▶ [Task statement] Render every line of the material below as a JSON array of strings, one string per line, with blank lines omitted.

▶ [Material for this exercise]
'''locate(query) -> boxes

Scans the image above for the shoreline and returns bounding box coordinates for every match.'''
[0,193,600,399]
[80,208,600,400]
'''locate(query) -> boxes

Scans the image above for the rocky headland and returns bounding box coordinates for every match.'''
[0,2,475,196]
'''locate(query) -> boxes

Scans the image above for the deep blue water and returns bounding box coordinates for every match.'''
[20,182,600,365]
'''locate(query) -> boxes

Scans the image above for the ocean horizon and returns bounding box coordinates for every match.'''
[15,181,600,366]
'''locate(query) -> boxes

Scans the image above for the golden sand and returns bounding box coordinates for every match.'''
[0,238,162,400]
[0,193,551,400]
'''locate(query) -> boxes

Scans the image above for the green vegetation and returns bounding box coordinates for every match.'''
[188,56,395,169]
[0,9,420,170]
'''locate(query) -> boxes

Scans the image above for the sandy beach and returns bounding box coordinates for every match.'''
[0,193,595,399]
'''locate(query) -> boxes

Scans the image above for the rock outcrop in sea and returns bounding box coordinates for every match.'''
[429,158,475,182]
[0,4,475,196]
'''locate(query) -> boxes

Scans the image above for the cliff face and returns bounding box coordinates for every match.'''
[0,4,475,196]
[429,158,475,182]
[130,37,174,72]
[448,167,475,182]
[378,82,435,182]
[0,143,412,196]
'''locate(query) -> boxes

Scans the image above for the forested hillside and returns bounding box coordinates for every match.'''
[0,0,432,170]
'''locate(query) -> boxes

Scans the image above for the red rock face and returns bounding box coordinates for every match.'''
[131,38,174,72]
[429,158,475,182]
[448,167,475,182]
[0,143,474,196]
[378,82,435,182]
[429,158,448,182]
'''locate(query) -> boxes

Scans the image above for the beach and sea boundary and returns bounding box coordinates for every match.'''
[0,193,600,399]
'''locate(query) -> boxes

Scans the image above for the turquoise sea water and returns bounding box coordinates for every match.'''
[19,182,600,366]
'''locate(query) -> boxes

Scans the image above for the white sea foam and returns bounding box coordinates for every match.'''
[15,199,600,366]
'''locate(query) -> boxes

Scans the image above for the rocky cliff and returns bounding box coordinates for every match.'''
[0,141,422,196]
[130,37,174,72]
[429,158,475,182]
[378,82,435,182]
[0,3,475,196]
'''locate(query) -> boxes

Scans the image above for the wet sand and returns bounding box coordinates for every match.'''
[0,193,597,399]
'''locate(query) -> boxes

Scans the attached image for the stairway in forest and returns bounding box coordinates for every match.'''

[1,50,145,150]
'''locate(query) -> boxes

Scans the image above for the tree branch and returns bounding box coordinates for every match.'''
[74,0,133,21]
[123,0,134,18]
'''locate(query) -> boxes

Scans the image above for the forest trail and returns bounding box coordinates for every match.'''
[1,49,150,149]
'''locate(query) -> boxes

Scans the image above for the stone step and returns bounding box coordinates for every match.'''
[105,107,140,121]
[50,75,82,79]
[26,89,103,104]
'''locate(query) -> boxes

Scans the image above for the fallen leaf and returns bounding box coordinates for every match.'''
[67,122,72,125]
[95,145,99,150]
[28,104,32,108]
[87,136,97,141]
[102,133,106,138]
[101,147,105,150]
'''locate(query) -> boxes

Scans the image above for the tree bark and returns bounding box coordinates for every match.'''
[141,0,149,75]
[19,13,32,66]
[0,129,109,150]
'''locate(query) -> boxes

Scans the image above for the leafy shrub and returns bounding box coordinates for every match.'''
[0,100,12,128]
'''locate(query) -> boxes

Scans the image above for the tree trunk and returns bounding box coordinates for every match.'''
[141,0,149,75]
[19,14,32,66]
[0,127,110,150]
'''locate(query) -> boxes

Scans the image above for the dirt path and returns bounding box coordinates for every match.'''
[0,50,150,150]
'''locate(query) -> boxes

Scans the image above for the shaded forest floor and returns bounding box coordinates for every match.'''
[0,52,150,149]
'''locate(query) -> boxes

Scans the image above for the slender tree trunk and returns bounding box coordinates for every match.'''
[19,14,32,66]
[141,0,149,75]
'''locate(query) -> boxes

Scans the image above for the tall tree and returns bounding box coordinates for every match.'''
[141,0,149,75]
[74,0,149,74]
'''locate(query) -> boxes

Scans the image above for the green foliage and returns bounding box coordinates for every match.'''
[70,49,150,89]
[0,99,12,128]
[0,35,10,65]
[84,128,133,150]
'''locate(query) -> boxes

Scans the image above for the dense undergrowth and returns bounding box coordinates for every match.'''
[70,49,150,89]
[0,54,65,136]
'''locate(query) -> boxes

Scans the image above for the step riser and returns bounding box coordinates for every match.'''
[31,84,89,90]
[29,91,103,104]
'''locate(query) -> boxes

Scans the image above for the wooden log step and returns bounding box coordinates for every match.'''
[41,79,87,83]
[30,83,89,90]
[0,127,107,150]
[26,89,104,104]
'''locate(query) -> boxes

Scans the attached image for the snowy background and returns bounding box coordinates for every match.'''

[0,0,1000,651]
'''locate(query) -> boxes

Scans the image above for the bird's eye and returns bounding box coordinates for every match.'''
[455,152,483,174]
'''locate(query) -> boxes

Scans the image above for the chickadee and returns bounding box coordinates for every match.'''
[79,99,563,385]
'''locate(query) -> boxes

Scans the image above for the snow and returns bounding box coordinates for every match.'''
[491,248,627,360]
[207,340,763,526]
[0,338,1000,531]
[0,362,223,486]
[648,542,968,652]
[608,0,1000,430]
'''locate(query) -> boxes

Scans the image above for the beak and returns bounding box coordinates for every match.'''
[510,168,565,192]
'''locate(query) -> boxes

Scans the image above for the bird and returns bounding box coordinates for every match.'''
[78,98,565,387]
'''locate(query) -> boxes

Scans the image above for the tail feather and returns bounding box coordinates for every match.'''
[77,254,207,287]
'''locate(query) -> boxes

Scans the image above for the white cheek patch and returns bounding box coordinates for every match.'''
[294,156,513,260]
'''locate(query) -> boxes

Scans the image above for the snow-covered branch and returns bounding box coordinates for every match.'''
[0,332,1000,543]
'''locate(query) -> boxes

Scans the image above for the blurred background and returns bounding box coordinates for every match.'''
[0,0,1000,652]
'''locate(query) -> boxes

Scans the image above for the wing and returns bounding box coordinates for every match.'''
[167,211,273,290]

▶ [The answer]
[
  "'''locate(query) -> boxes",
  "Scans the image above for the shoreline and returns bounding box coordinates for every match.'''",
  "[0,193,600,399]",
  "[80,208,600,400]",
  "'''locate(query) -> boxes",
  "Scans the image above for the rocky headland and returns bounding box coordinates for every match.'''",
  "[0,2,475,196]",
  "'''locate(query) -> boxes",
  "Scans the image above for the deep blue water and returns bounding box coordinates for every match.'''",
  "[20,182,600,365]",
  "'''locate(query) -> boxes",
  "Scans the image above for the ocean horizon and returns bounding box coordinates for every match.'''",
  "[15,181,600,366]",
  "'''locate(query) -> boxes",
  "Scans the image above for the golden sand and returns bounding box coordinates for every match.'''",
  "[0,238,162,400]",
  "[0,193,551,400]",
  "'''locate(query) -> boxes",
  "Scans the image above for the green vegetation and returns bounding box coordinates for every match.'''",
  "[188,56,395,169]",
  "[0,9,420,170]",
  "'''locate(query) -> boxes",
  "Scans the image above for the sandy beach and returns bounding box coordinates for every match.'''",
  "[0,193,595,399]",
  "'''locate(query) -> boxes",
  "Scans the image above for the rock outcrop in sea and returns bounding box coordinates for every match.'''",
  "[429,158,475,182]",
  "[0,4,475,196]",
  "'''locate(query) -> boxes",
  "Scans the image above for the cliff face and returns bounding box coordinates for every match.'''",
  "[0,4,475,196]",
  "[429,158,475,182]",
  "[130,37,174,72]",
  "[448,167,475,182]",
  "[378,82,435,182]",
  "[0,143,412,196]",
  "'''locate(query) -> boxes",
  "Scans the image above for the forested hillside and returns bounding box coordinates for every match.'''",
  "[0,0,432,170]",
  "'''locate(query) -> boxes",
  "Scans the image above for the red rock face and returns bounding box coordinates for every match.'''",
  "[131,38,174,72]",
  "[429,158,475,182]",
  "[448,167,475,182]",
  "[0,143,474,196]",
  "[378,82,435,182]",
  "[429,158,448,182]",
  "'''locate(query) -> boxes",
  "Scans the image above for the beach and sea boundary and returns bounding box coordinates for every match.'''",
  "[0,193,600,399]",
  "'''locate(query) -> boxes",
  "Scans the image above for the turquoise sea water and returns bounding box coordinates for every match.'''",
  "[19,182,600,366]",
  "'''locate(query) -> boxes",
  "Scans the image above for the white sea foam and returns bounding box coordinates for every match.'''",
  "[15,199,600,366]",
  "'''locate(query) -> boxes",
  "Scans the image above for the rocky cliff and returns bounding box coordinates for every match.'''",
  "[0,141,422,196]",
  "[130,37,174,72]",
  "[429,158,475,182]",
  "[378,82,435,182]",
  "[0,3,475,196]",
  "'''locate(query) -> boxes",
  "Scans the image above for the wet sand and returns bounding box coordinates for every match.'''",
  "[0,193,597,399]",
  "'''locate(query) -> boxes",
  "Scans the attached image for the stairway in forest and returns bounding box coordinates for every match.'''",
  "[1,50,145,150]",
  "'''locate(query) -> boxes",
  "Scans the image above for the tree branch and returns bounding box coordinates for every match.'''",
  "[74,0,133,21]",
  "[123,0,134,18]",
  "'''locate(query) -> boxes",
  "Scans the image above for the forest trail and returns bounding box coordinates for every match.'''",
  "[1,49,150,149]",
  "'''locate(query) -> boxes",
  "Scans the image above for the stone step and returns bounding box coordinates for every match.'''",
  "[105,107,140,121]",
  "[50,75,82,79]",
  "[26,89,103,104]",
  "'''locate(query) -> boxes",
  "Scans the image above for the fallen leaf and returns bounding box coordinates for every match.'''",
  "[67,122,72,125]",
  "[95,145,99,150]",
  "[28,104,32,108]",
  "[87,136,97,141]",
  "[102,133,106,138]",
  "[101,147,105,150]",
  "'''locate(query) -> boxes",
  "Scans the image above for the tree bark and returns bounding box coordinates for every match.'''",
  "[141,0,149,75]",
  "[19,13,32,66]",
  "[0,129,109,150]",
  "'''locate(query) -> boxes",
  "Scans the image above for the leafy shrub and returns bounding box coordinates for every match.'''",
  "[0,100,12,128]",
  "'''locate(query) -> boxes",
  "Scans the image above for the tree trunk and returns bounding box coordinates for every match.'''",
  "[141,0,149,75]",
  "[19,14,32,66]",
  "[0,127,110,150]",
  "'''locate(query) -> boxes",
  "Scans the image above for the dirt path and returns bounding box coordinates for every match.'''",
  "[0,50,150,150]",
  "'''locate(query) -> boxes",
  "Scans the image above for the shaded forest floor and returns bounding box coordinates for every match.'''",
  "[0,52,150,149]",
  "'''locate(query) -> boxes",
  "Scans the image above for the slender tree trunk and returns bounding box coordinates for every match.'''",
  "[19,14,32,66]",
  "[141,0,149,75]",
  "'''locate(query) -> boxes",
  "Scans the image above for the tall tree and returns bounding box coordinates for every match.'''",
  "[141,0,149,75]",
  "[74,0,149,74]",
  "'''locate(query) -> boxes",
  "Scans the image above for the green foliage and returns bounding box coordinates for every match.'''",
  "[70,49,150,89]",
  "[0,99,12,128]",
  "[0,35,10,65]",
  "[84,128,133,150]",
  "'''locate(query) -> boxes",
  "Scans the image above for the dense undergrowth and returns bounding box coordinates for every match.'''",
  "[70,49,150,89]",
  "[0,54,65,136]",
  "'''locate(query) -> boxes",
  "Scans the image above for the step riser and returns bounding box coordinates for every match.'''",
  "[31,84,89,90]",
  "[29,91,103,104]",
  "'''locate(query) -> boxes",
  "Scans the image above for the wooden log step and returns bounding box coordinates for every match.'''",
  "[41,79,87,83]",
  "[30,83,89,90]",
  "[0,127,107,150]",
  "[26,89,104,104]",
  "'''locate(query) -> boxes",
  "Scans the attached image for the snowy background and returns bounding box coordinates for every match.'''",
  "[0,0,1000,651]",
  "'''locate(query) -> boxes",
  "Scans the image above for the bird's eye and returns bounding box coordinates for every match.'''",
  "[455,152,483,174]",
  "'''locate(query) -> boxes",
  "Scans the image above for the chickadee and returns bounding box coordinates for every match.'''",
  "[79,99,563,385]",
  "'''locate(query) -> boxes",
  "Scans the image above for the snow and returns bounding box coordinates for every match.'''",
  "[491,248,627,360]",
  "[207,340,763,526]",
  "[0,338,1000,531]",
  "[0,362,223,486]",
  "[648,542,968,652]",
  "[608,0,1000,430]",
  "'''locate(query) -> boxes",
  "Scans the image above for the beak and returns bounding box coordinates for every match.'''",
  "[510,168,565,192]",
  "'''locate(query) -> boxes",
  "Scans the image above for the bird and returns bounding box coordinates for every match.'''",
  "[78,98,565,387]",
  "'''locate(query) -> boxes",
  "Scans the image above for the tail feather and returns bounding box coordinates for every match.'''",
  "[77,254,207,287]",
  "'''locate(query) -> boxes",
  "Scans the image above for the white cheek patch and returns bounding box coordinates for every match.'''",
  "[294,156,513,260]",
  "'''locate(query) -> boxes",
  "Scans the image above for the snow-covered branch and returns bounding box coordinates for every match.'''",
  "[0,332,1000,543]",
  "'''locate(query) -> boxes",
  "Scans the image above for the blurred background and returns bounding box coordinates for every match.'''",
  "[0,0,1000,652]",
  "'''locate(query) -> boxes",
  "Scans the image above for the wing and returns bounding box coordinates for every match.'''",
  "[167,211,273,290]"
]